■ Description of the task: For every line in the material below that holds "building", report the line.
•••
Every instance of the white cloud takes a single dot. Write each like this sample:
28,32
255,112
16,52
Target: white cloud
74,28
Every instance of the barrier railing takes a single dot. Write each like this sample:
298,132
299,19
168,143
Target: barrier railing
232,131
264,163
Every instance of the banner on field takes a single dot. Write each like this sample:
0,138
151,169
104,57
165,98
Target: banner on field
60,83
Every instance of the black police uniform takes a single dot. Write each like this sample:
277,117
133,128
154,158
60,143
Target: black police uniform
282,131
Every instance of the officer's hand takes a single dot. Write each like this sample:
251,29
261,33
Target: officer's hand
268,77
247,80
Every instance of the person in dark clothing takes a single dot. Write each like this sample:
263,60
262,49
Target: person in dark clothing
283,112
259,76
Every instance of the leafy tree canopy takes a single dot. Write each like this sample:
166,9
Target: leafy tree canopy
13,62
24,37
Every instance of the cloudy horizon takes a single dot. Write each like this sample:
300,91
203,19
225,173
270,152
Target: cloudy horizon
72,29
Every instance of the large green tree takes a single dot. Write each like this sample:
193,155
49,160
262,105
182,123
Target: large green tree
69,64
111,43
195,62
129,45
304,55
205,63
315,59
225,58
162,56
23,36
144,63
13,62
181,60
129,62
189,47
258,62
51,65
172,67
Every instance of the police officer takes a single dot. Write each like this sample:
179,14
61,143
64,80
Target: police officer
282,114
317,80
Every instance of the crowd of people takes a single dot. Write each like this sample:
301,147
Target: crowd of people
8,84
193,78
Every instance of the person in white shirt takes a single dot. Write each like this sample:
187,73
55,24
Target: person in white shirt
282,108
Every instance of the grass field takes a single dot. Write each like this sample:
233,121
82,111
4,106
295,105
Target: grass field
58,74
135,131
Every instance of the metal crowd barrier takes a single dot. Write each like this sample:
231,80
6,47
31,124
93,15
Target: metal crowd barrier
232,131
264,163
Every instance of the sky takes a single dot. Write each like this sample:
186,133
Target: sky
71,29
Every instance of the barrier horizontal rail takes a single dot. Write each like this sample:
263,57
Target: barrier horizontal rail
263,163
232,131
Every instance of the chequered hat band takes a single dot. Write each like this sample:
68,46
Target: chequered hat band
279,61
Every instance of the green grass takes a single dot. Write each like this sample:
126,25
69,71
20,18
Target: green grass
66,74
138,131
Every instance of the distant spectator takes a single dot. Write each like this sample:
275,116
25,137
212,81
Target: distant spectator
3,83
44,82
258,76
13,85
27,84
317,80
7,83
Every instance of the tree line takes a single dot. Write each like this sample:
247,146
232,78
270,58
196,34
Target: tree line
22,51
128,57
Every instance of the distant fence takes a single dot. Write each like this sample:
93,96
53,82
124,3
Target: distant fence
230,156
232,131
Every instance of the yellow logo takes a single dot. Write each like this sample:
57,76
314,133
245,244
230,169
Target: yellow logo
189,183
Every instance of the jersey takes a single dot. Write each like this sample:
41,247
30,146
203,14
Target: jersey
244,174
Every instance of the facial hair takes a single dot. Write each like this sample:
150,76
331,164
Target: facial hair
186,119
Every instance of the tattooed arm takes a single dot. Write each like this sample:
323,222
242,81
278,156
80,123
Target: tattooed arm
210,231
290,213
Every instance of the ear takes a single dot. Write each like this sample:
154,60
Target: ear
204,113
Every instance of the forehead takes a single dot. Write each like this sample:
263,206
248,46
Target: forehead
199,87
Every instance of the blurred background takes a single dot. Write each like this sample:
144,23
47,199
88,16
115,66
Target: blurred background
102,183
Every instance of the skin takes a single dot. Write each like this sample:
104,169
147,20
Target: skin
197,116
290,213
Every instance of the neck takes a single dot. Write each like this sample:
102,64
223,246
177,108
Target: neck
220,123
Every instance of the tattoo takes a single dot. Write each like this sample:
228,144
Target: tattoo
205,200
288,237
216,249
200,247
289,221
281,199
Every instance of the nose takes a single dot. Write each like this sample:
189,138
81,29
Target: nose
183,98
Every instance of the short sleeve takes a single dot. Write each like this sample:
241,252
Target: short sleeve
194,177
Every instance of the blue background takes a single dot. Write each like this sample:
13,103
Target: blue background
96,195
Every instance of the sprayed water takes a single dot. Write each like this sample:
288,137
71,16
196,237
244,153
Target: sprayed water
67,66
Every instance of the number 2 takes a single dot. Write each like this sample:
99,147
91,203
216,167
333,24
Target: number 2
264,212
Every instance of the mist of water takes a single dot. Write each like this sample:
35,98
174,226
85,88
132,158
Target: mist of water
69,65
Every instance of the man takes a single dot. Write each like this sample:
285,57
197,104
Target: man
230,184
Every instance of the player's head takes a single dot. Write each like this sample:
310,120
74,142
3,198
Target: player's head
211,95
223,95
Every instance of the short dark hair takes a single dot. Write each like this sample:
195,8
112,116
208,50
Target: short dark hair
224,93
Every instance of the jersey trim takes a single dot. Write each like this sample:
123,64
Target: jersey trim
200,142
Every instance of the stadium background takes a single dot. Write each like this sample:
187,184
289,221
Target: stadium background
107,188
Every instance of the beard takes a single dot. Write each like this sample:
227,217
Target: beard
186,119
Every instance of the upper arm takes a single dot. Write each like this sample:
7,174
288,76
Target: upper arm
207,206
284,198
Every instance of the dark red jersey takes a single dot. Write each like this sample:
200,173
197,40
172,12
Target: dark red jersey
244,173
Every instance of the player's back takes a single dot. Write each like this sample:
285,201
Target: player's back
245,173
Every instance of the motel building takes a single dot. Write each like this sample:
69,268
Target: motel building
•••
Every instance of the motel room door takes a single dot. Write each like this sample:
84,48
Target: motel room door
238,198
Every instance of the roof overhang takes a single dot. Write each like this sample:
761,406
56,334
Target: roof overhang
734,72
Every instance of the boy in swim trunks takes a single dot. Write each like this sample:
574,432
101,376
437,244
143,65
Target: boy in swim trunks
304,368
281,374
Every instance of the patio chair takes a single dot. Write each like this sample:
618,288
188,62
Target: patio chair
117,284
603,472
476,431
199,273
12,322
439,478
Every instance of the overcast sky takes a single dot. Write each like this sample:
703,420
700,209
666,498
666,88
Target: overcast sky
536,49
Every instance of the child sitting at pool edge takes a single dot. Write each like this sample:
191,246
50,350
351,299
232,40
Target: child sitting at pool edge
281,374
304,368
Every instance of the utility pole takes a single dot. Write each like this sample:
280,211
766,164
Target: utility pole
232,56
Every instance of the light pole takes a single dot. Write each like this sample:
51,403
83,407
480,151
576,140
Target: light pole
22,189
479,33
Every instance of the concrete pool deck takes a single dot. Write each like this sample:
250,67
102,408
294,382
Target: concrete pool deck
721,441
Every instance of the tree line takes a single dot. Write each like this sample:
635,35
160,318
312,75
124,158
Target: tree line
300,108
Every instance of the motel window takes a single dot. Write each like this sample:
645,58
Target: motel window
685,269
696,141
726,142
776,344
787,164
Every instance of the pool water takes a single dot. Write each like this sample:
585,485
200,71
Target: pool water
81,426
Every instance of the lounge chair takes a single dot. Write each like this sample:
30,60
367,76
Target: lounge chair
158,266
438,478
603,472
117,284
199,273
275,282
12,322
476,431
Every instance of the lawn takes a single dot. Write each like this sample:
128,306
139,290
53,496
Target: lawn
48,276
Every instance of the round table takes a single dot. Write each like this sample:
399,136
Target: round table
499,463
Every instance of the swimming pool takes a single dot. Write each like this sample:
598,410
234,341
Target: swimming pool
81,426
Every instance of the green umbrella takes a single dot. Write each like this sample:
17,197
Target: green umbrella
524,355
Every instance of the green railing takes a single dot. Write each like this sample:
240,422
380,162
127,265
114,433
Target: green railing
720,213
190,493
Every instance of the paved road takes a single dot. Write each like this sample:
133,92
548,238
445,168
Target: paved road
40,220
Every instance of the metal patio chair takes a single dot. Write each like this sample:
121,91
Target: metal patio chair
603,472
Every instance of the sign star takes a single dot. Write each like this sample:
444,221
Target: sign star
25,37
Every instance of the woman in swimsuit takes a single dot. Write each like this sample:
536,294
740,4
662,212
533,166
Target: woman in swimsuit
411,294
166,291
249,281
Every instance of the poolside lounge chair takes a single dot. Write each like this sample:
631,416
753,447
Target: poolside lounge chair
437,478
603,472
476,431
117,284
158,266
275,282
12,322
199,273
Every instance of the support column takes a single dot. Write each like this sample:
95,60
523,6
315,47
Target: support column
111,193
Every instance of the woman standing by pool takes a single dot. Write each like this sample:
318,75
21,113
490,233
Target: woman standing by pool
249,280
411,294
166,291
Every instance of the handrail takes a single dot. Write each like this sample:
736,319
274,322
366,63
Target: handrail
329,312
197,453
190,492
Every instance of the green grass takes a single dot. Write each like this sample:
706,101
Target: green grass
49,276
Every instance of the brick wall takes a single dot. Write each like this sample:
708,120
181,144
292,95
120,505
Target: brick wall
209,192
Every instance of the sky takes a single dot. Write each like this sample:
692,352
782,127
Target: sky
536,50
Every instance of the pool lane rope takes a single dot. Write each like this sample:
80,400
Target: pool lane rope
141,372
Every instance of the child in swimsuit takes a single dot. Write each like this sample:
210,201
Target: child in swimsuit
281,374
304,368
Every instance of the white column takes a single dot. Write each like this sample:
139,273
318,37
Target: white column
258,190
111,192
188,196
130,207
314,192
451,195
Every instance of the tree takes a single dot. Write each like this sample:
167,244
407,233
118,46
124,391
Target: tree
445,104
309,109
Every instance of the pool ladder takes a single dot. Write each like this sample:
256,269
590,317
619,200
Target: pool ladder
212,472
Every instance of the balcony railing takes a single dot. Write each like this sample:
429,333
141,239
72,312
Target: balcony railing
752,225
•••
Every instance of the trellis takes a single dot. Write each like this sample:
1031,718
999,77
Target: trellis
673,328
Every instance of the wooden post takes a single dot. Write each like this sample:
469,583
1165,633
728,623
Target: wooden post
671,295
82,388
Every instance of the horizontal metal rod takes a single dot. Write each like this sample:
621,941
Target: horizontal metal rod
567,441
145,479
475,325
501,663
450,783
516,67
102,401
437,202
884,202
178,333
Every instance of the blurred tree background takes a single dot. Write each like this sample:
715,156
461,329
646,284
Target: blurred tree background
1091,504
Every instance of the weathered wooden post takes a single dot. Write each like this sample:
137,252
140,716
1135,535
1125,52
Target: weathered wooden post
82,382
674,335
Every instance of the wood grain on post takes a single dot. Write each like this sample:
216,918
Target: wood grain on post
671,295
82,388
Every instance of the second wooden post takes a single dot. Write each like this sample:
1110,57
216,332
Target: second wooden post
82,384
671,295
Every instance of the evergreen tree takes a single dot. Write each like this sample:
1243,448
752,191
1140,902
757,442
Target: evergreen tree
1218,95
•••
■ Exercise output:
Every instance of the motel building takes a single dot. Write each like this sample:
Target: motel building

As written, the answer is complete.